[start of INFORMATION GIVEN]
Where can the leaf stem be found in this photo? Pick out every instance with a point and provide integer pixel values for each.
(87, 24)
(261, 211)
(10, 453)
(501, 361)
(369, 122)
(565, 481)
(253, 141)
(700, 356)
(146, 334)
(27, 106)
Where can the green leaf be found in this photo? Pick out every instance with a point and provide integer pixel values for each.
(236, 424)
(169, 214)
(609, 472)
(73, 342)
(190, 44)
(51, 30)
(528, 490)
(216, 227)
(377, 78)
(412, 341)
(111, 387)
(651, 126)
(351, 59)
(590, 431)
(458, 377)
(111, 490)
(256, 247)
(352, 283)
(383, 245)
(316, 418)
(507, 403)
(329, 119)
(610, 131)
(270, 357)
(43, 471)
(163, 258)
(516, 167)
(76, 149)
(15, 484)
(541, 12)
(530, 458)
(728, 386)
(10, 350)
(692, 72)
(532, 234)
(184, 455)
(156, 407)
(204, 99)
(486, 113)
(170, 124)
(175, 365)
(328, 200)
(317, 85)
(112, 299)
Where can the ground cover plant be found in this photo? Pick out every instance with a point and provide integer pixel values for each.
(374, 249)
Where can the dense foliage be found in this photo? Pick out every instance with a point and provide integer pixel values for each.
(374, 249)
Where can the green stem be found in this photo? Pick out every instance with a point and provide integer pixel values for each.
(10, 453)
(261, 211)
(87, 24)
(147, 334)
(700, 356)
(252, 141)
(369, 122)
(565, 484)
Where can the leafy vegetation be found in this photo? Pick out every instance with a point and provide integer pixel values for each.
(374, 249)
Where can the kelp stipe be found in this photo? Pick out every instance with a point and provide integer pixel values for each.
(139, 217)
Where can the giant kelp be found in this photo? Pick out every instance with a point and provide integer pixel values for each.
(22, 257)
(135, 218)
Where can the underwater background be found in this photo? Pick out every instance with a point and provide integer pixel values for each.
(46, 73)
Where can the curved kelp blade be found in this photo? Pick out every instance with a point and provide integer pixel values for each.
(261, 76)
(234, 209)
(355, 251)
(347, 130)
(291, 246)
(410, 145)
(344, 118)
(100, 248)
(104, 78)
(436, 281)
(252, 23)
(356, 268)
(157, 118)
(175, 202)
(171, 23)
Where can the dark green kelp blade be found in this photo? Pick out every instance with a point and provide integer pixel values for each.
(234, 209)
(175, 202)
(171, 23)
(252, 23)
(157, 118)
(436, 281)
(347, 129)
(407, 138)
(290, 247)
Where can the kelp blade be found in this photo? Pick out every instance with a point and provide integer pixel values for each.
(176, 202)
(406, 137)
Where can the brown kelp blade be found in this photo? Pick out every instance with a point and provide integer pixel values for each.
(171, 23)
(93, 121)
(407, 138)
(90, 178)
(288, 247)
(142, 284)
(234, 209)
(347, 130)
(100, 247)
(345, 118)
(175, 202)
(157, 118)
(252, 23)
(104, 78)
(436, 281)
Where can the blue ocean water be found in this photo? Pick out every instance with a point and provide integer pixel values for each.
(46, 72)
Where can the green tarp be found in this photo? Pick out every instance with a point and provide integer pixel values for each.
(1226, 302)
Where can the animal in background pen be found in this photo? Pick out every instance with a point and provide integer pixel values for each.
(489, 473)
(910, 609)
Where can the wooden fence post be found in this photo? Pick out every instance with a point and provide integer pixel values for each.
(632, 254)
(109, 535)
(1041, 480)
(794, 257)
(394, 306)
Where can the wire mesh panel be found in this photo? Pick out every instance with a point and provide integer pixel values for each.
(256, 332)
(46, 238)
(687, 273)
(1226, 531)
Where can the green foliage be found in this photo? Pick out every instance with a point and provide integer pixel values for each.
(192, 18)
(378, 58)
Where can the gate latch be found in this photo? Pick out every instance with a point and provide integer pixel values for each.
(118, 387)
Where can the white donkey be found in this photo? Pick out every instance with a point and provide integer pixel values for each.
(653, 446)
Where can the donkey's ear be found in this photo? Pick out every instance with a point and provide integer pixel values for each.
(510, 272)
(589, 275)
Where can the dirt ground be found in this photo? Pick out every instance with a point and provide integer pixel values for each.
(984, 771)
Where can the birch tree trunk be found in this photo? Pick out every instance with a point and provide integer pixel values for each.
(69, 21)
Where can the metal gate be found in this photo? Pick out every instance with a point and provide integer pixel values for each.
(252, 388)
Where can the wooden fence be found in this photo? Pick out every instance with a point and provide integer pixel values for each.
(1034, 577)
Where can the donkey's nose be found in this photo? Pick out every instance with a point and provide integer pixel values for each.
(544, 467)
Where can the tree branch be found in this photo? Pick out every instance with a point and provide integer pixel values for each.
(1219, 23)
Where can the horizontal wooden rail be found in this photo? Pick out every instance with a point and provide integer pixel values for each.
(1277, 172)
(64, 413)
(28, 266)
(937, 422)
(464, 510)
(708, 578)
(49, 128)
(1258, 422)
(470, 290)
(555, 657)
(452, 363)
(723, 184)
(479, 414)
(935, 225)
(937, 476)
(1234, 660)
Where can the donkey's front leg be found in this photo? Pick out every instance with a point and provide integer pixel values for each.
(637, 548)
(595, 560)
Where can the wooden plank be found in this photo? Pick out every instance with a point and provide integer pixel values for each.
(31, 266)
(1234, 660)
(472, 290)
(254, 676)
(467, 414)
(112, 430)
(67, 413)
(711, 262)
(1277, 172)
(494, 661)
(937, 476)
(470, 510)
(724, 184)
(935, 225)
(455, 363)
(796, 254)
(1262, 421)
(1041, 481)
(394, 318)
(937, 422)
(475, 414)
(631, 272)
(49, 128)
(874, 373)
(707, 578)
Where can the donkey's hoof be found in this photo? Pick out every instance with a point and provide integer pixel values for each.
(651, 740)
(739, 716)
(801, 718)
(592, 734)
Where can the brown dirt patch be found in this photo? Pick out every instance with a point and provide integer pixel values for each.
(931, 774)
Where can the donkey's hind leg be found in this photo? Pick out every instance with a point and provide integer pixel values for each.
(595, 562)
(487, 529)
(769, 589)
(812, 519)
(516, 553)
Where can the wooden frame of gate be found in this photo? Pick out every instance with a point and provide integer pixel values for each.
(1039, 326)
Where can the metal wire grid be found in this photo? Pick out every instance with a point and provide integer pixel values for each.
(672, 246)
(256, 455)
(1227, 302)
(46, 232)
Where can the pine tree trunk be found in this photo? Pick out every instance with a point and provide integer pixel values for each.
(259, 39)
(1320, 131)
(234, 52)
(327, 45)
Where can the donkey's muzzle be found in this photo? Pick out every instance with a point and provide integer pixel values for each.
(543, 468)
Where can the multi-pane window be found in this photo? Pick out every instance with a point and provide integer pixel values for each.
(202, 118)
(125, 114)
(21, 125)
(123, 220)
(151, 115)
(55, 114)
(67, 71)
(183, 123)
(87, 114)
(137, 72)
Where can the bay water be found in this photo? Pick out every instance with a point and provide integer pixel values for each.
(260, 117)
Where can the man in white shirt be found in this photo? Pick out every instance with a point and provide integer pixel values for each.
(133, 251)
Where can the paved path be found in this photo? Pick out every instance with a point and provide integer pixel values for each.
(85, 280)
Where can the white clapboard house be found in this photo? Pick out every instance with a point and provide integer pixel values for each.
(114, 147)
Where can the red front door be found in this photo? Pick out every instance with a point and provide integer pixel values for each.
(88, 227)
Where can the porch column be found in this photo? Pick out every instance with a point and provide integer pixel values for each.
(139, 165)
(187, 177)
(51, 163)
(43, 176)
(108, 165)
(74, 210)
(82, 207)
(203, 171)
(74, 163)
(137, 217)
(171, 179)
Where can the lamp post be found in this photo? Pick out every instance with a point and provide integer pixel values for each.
[end of INFORMATION GIVEN]
(EXERCISE GOAL): Reproduce the listing above verbatim, every line in its original order and with nothing added or left out.

(TASK OUTPUT):
Where can the leaf stem be found in this photo? Pick out every instance with a point and provide integer pixel values for each.
(87, 24)
(261, 211)
(10, 453)
(501, 361)
(369, 122)
(565, 481)
(253, 141)
(700, 356)
(146, 334)
(27, 106)
Where can the green leaf be found in this photo? Pick out every instance with a point and provide integer pixel values for each.
(236, 424)
(169, 214)
(609, 472)
(73, 342)
(190, 44)
(51, 30)
(528, 490)
(216, 227)
(377, 78)
(412, 341)
(111, 387)
(651, 126)
(351, 59)
(590, 431)
(458, 377)
(111, 490)
(256, 247)
(352, 283)
(383, 245)
(316, 418)
(507, 403)
(329, 119)
(610, 131)
(270, 357)
(43, 471)
(163, 258)
(516, 167)
(76, 149)
(15, 484)
(541, 12)
(530, 458)
(728, 386)
(10, 350)
(692, 72)
(532, 234)
(184, 455)
(156, 407)
(204, 99)
(486, 113)
(170, 124)
(175, 365)
(328, 200)
(317, 85)
(112, 299)
Where can the ground cover plant be found in this photo? Pick out every instance with a point and provide integer pixel values for each.
(374, 249)
Where can the dense foliage be found in this photo? Pick out every instance with a point and provide integer pixel values for each.
(374, 249)
Where can the green stem be found in this photo? Pick out every instance with a point and provide integer pixel values for each.
(10, 453)
(261, 211)
(87, 24)
(147, 334)
(700, 356)
(252, 141)
(369, 122)
(565, 484)
Where can the leafy vegetation be found in this photo? Pick out every instance with a point and provide integer pixel values for each.
(374, 249)
Where can the kelp stipe be found in this photo? Pick out every instance with a point and provide integer pixel values for each.
(139, 217)
Where can the giant kelp be found in this photo? Pick out every instance with a point and provide integer pixel values for each.
(22, 257)
(135, 218)
Where can the underwater background be found in this photo? Pick out every instance with a point and provide integer pixel values for each.
(46, 73)
Where can the curved kelp blade be found in this photo? Pick out every instance with a point and provide integer pixel values for each.
(261, 76)
(234, 209)
(355, 251)
(347, 130)
(291, 246)
(410, 145)
(344, 118)
(100, 248)
(104, 78)
(436, 281)
(252, 23)
(356, 268)
(157, 118)
(175, 202)
(171, 23)
Where can the dark green kelp blade be found in this photo? Pick out every instance with a point and provide integer pixel values for each.
(234, 209)
(175, 202)
(171, 23)
(252, 23)
(157, 118)
(436, 281)
(347, 129)
(407, 138)
(290, 247)
Where can the kelp blade be found in this photo? Pick out every instance with a point and provide integer pixel values for each.
(176, 202)
(406, 137)
Where can the brown kelp blade be found in this photo? Pick out every instance with a point and provide integer pixel values for each.
(171, 23)
(93, 121)
(407, 138)
(90, 178)
(288, 247)
(142, 284)
(234, 209)
(347, 130)
(100, 247)
(345, 118)
(175, 202)
(157, 118)
(252, 23)
(104, 78)
(436, 281)
Where can the blue ocean water be found in this photo? Pick out every instance with a point and provide integer pixel values for each.
(46, 72)
Where can the green tarp be found in this photo? Pick out every instance with a point and provide integer pixel values for each.
(1226, 302)
Where can the animal in background pen be found in this photo? Pick out every instance with a point and provide integer pixel values for each.
(489, 473)
(910, 609)
Where can the wooden fence post be found in this photo? Pick out every instance with a point and provide integer pixel values for each.
(632, 254)
(109, 535)
(1041, 480)
(794, 257)
(394, 306)
Where can the wire mesh panel be found in this photo? Pick out every instance with a point and provide integer pixel values for each.
(256, 332)
(46, 238)
(687, 273)
(1226, 531)
Where can the green foliage be found in this photo? Pick out every instance with a point and provide integer pixel values for each.
(192, 18)
(378, 58)
Where can the gate latch be found in this photo? Pick out every instance with a point and provide integer pixel values for each.
(118, 387)
Where can the white donkey be found in this photo? Pick out every instance with a point and provide integer pixel values for each.
(653, 446)
Where can the donkey's ear be found in this photo? Pick out every instance with a point and provide integer pixel values for each.
(510, 272)
(589, 275)
Where can the dirt ground be found in this photo? Pick out every instance with a point and provide integer pixel values for each.
(984, 771)
Where can the birch tree trunk be found in this photo? Pick out every instance with a point and provide integer pixel values for each.
(69, 21)
Where can the metal gate be found in this photo? Pick out every instance with a point and provide integer pixel values for each.
(252, 388)
Where can the wooden fence be found in this photo? Pick out every instance with a point and provide integer pixel values for each.
(1034, 577)
Where can the donkey's nose be found in this photo? Pick out every instance with a point and provide integer pixel values for each.
(544, 467)
Where can the tree branch be found in this photo? Pick out every instance with a point and provide integer pixel values for each.
(1219, 23)
Where can the horizontal wooden rail be found in this photo? Pick out every instance with a point and provide integer pixel values for each.
(1277, 172)
(64, 413)
(28, 266)
(937, 422)
(464, 510)
(708, 578)
(49, 128)
(1258, 422)
(470, 290)
(555, 657)
(452, 363)
(723, 184)
(479, 414)
(935, 225)
(937, 476)
(1234, 660)
Where can the donkey's front leg be found in this photo? Pick out every instance with a point and provide integer pixel values for each.
(637, 548)
(595, 560)
Where can the wooden plank be found in this photo? Pick out every instance with a point and provide integer pixel values for each.
(31, 266)
(1234, 660)
(472, 290)
(254, 676)
(467, 414)
(112, 430)
(67, 413)
(711, 262)
(1277, 172)
(494, 661)
(937, 476)
(470, 510)
(724, 184)
(935, 225)
(455, 363)
(796, 254)
(1262, 421)
(1041, 481)
(394, 318)
(937, 422)
(475, 414)
(631, 272)
(49, 128)
(874, 373)
(707, 578)
Where can the donkey's hoof be found in this photo? Pick out every instance with a point and provide integer pixel values for each.
(651, 740)
(739, 716)
(801, 718)
(592, 734)
Where can the brown dirt patch be found in this photo? Pick out every instance with a point and provide integer pixel values for each.
(931, 774)
Where can the donkey's hind leg be found in this photo? Pick out every instance with a point and provide integer pixel values for each.
(595, 562)
(487, 529)
(769, 589)
(812, 519)
(516, 553)
Where can the wooden frame of gate be found in this photo? Pick out every instance with a point and provide integer pixel values for each.
(1039, 326)
Where can the metal wire grid be found in this photo? Pick out every instance with a point and provide integer pixel values for each.
(672, 246)
(256, 455)
(1227, 302)
(46, 232)
Where can the pine tree trunk be found in this photo? Pick out every instance with a point and provide integer pixel values for each.
(259, 39)
(1320, 131)
(234, 52)
(327, 45)
Where can the donkey's muzzle be found in this photo? Pick out every instance with a point and provide integer pixel values for each.
(543, 468)
Where can the multi-pane window be found in this photo? Pick out every instance with a point and provide integer pixel values for each.
(202, 118)
(125, 114)
(21, 125)
(123, 220)
(151, 115)
(55, 114)
(67, 71)
(183, 123)
(87, 114)
(137, 72)
Where can the bay water be found in this photo? Pick out every instance with a point and provide integer pixel values for each.
(260, 117)
Where can the man in white shirt be found in this photo? Pick out every instance with a point and provide integer pixel values for each.
(133, 251)
Where can the paved path be found in this photo? Pick out every instance with a point and provide integer pixel values for each.
(85, 280)
Where can the white clapboard house be found in this photo? Pick out every instance with a point and provide integer pixel values for each.
(114, 147)
Where can the red front door be found in this photo? Pick out every instance with a point and provide integer pixel values for each.
(88, 227)
Where can the porch column be found in this photo? Pick out every instance with a point and provide integer pixel values for each.
(139, 165)
(187, 177)
(51, 163)
(43, 176)
(108, 165)
(74, 210)
(82, 207)
(203, 171)
(74, 163)
(137, 217)
(171, 179)
Where can the lamp post be found in this photo? Pick out every instance with a point and provide integer pixel values for each.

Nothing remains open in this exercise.